Reproduce the lines below from the one that contains "Provide one point per instance of the reflection" through the end, inclusive, and add nothing.
----
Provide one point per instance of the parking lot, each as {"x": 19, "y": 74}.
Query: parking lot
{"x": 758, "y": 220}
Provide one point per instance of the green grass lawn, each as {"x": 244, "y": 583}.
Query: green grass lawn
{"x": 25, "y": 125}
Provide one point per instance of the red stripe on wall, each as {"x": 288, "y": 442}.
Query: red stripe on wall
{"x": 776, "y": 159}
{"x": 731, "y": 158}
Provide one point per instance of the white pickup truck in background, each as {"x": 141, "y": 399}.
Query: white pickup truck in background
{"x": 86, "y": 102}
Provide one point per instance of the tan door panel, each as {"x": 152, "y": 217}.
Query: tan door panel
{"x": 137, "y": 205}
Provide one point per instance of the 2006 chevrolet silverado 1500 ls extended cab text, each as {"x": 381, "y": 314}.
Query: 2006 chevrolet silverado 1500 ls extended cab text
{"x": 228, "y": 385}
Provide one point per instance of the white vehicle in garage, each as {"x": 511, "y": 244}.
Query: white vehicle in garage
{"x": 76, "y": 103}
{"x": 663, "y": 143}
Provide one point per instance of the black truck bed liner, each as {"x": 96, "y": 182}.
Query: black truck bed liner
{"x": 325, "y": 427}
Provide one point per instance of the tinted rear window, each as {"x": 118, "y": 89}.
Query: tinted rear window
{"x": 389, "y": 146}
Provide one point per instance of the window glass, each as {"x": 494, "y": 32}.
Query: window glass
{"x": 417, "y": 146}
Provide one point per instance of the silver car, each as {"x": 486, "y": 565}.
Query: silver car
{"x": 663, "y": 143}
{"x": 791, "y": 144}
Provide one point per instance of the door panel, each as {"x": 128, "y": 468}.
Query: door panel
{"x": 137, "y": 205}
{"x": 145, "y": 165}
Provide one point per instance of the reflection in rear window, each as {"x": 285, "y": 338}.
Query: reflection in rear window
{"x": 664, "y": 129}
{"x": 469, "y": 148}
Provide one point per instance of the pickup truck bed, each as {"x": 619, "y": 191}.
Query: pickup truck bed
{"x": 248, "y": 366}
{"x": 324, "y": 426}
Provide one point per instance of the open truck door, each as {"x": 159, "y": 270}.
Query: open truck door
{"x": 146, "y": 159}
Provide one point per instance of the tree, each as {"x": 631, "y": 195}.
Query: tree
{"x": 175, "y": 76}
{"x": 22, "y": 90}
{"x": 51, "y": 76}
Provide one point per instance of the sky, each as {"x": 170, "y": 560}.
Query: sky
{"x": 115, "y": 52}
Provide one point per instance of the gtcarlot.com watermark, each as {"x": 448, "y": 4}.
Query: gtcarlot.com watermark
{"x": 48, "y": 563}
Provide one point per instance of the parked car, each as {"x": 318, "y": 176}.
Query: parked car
----
* Expected output
Provide one point per instance of the reflection in rear window, each as {"x": 285, "y": 338}.
Query: reflection in rear window
{"x": 664, "y": 129}
{"x": 469, "y": 148}
Provide one point per instance of the pickup truck bed, each as {"x": 619, "y": 191}.
Query: pickup truck bed
{"x": 248, "y": 366}
{"x": 324, "y": 426}
Provide one point per instance of the open truck door, each as {"x": 159, "y": 270}.
Query: open truck door
{"x": 146, "y": 159}
Provide one point per instance of the tree, each as {"x": 631, "y": 195}.
Query: tree
{"x": 175, "y": 76}
{"x": 22, "y": 90}
{"x": 51, "y": 76}
Provide one point per instance of the sky, each as {"x": 170, "y": 560}.
Query: sky
{"x": 115, "y": 52}
Provide one point per instance of the gtcarlot.com watermark, each as {"x": 448, "y": 4}.
Query: gtcarlot.com watermark
{"x": 48, "y": 563}
Provide one point per instance of the parked car, each as {"x": 318, "y": 176}.
Query: parked car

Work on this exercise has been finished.